## COMPLETE THE FOLLOWING
a) In the text on nuclear fuels, what share of the total should uranium 235 make up in the fuel?
b) Reproduce the text on nuclear fuels word for word, starting at "Nuclear fuels: uranium, cesium, thorium, MOX" and ending at "fuel (Uranium diOXyde)".
c) Carry on the text about nuclear fuels, picking up after its final sentence.

## GIVEN PASSAGE

◆ ◆ ◆ ◆ ◆

Nuclear fuels: uranium, cesium, thorium, MOX ..

Nuclear fuels must be capable of triggering a nuclear reaction. To do this, they must, in principle, be “fissile”. Today, uranium is the main fuel used for this purpose. Another avenue being explored, though still experimental, is the use of thorium. Fuel reserves are considerable and do not appear to present any risk of supply shortages. This is all the more clear since advanced reactor technologies could even multiply usable fuel by a factor of 100, using all the uranium 238 available.

I. Uranium, the main nuclear fuel

Today, most reactors run essentially on uranium in the form of UOX fuel, i.e. uranium dioxide.

Enriched uranium: the UOX fuel (Uranium diOXyde)

The fuel used for fission is called “fissile”. Today, everything starts with uranium. It is extracted from rock, dissolved and processed until a yellow powder (“yellow cake”) is obtained, made up of 99.3% non-fissile uranium 238 and only 0.7% fissile uranium 235. However, we want uranium 235 to account for between 3% and 5% of the total. To achieve this, the “yellow cake” is transformed into gas and passed through a centrifuge, which separates the “depleted” uranium, which has lost all its uranium 235, from the “enriched” uranium, which will be used as fuel. Finally, the latter is transformed into “UOX” fuel.

◆ ◆ ◆ ◆ ◆

## RECORDS
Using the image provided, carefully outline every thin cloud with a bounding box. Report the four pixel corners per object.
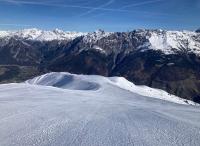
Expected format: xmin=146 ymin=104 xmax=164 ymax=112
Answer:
xmin=0 ymin=23 xmax=31 ymax=26
xmin=91 ymin=0 xmax=163 ymax=18
xmin=0 ymin=0 xmax=177 ymax=16
xmin=76 ymin=0 xmax=115 ymax=17
xmin=80 ymin=0 xmax=100 ymax=6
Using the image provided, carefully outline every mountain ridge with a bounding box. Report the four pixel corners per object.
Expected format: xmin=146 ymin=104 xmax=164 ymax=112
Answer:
xmin=0 ymin=29 xmax=200 ymax=102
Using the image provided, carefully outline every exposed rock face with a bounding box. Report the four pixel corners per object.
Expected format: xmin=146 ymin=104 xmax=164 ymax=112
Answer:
xmin=0 ymin=29 xmax=200 ymax=101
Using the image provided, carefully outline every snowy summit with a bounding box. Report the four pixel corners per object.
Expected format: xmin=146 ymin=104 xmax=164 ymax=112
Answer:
xmin=0 ymin=73 xmax=200 ymax=146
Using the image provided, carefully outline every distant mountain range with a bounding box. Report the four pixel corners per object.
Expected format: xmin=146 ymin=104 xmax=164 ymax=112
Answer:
xmin=0 ymin=28 xmax=200 ymax=102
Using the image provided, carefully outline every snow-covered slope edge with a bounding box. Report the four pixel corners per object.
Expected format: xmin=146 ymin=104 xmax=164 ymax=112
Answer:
xmin=26 ymin=72 xmax=196 ymax=105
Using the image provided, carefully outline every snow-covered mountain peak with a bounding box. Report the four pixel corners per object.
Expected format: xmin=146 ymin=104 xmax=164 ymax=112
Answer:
xmin=136 ymin=30 xmax=200 ymax=54
xmin=195 ymin=28 xmax=200 ymax=33
xmin=26 ymin=72 xmax=195 ymax=105
xmin=83 ymin=29 xmax=112 ymax=43
xmin=0 ymin=28 xmax=87 ymax=41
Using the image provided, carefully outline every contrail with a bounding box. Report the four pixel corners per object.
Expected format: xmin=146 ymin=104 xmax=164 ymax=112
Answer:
xmin=80 ymin=0 xmax=100 ymax=6
xmin=0 ymin=23 xmax=31 ymax=26
xmin=91 ymin=0 xmax=163 ymax=18
xmin=0 ymin=0 xmax=177 ymax=16
xmin=76 ymin=0 xmax=115 ymax=17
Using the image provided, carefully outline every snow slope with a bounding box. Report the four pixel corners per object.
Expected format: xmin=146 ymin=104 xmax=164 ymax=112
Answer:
xmin=138 ymin=30 xmax=200 ymax=54
xmin=0 ymin=73 xmax=200 ymax=146
xmin=27 ymin=72 xmax=195 ymax=105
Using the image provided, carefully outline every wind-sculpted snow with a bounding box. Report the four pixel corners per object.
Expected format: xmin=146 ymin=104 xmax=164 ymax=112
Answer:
xmin=26 ymin=72 xmax=195 ymax=105
xmin=0 ymin=73 xmax=200 ymax=146
xmin=27 ymin=73 xmax=100 ymax=90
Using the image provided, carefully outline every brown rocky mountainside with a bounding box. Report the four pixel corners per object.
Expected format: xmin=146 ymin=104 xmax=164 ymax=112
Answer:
xmin=0 ymin=30 xmax=200 ymax=102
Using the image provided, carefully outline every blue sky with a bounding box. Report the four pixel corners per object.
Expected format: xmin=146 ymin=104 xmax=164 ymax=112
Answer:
xmin=0 ymin=0 xmax=200 ymax=32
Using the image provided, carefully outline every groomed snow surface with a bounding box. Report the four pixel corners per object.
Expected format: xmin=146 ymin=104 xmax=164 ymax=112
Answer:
xmin=0 ymin=73 xmax=200 ymax=146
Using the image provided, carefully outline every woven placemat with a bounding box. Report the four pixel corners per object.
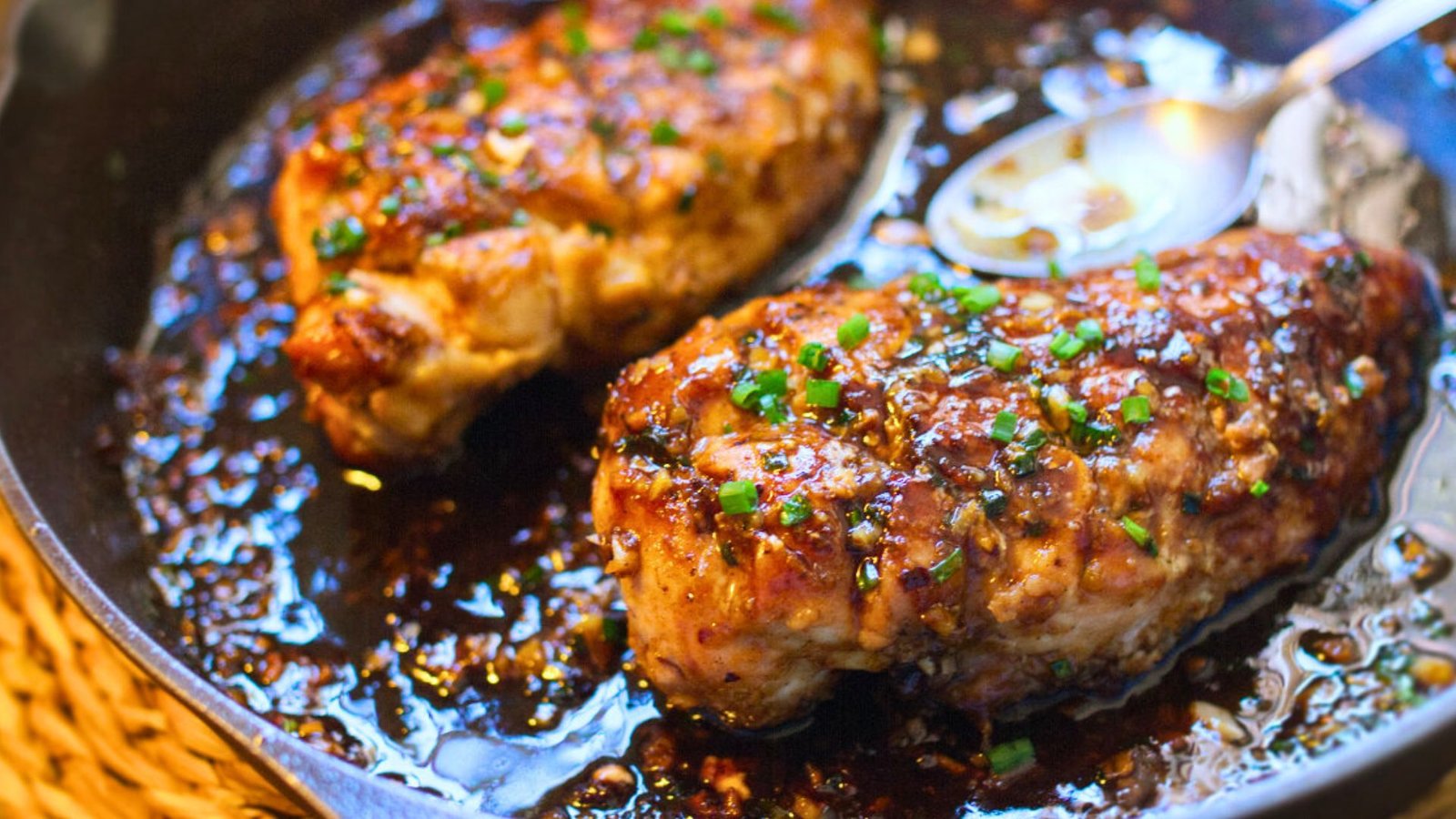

◆ ◆ ◆ ◆ ◆

## TASK-BY-TASK OUTPUTS
a) Between 3% and 5%.

b)
Nuclear fuels: uranium, cesium, thorium, MOX ..

Nuclear fuels must be capable of triggering a nuclear reaction. To do this, they must, in principle, be “fissile”. Today, uranium is the main fuel used for this purpose. Another avenue being explored, though still experimental, is the use of thorium. Fuel reserves are considerable and do not appear to present any risk of supply shortages. This is all the more clear since advanced reactor technologies could even multiply usable fuel by a factor of 100, using all the uranium 238 available.

I. Uranium, the main nuclear fuel

Today, most reactors run essentially on uranium in the form of UOX fuel, i.e. uranium dioxide.

Enriched uranium: the UOX fuel (Uranium diOXyde)

c)
This comes in the form of small 7g pellets, lined up in zirconium tubes. These are called “fuel rods”. In France, they are 4 meters long. Their lifespan is 3 to 4 years.

After initial use, 96% of the material is reusable: uranium 235, 238 and 1% plutonium, which can be reused in the form of MOX fuel. MOX stands for “Mixed uranium and plutonium Oxide”. Its main advantage is ” to potentially recycle 96% of used nuclear fuel, while reducing the volume of high-level waste by a factor of 5 and the radiotoxicity of the waste by a factor of 10, compared with untreated storage of used fuel“. It is used in 22 French reactors.(SFEN) For the time being, however, it cannot be recycled. This is known as monorecycling. Used uranium (“reprocessed uranium”, TRU), can also potentially be re-enriched. This is known as URE fuel. This is not widely practised. The life cycle of enriched uranium is described in a separate article.

Uranium can also be further enriched, as in HALEU fuel (High-Assay Low-Enriched Uranium), which can contain up to 20% uranium 235.

II. Thorium: an alternative fuel?

Thorium is being considered as a fuel because, although it is not fissile in itself, it can be transformed into fissile uranium 233 by capturing a neutron in the reactor. What’s more, the waste is easier to manage: the residues produced contain fewer minor actinides and do not produce plutonium (rq: plutonium is not really waste, since it can be recycled into MOx). This approach will take more than 20 years to reach industrial scale.(SFEN)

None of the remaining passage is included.